**PROBLEM DESCRIPTION**
The entries are to be returned exactly, with images left out.

**INFORMATION**
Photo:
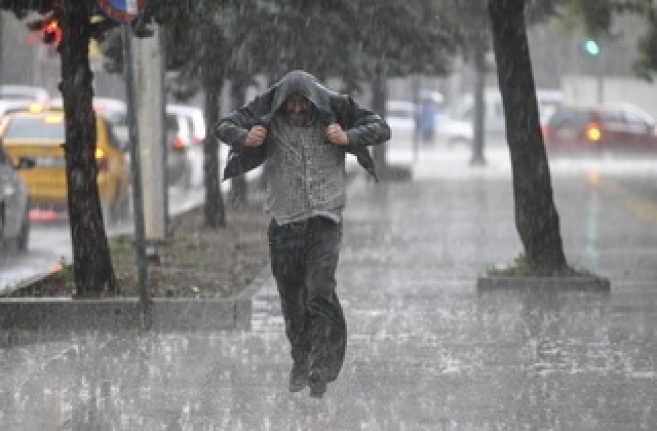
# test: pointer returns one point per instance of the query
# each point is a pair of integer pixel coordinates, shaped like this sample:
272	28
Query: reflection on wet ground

**FINAL ANSWER**
Photo:
# test: pointer returns one point per instance of the query
# each point is a pair of integer pixel coordinates, shaped like this sample:
272	28
Query: reflection on wet ground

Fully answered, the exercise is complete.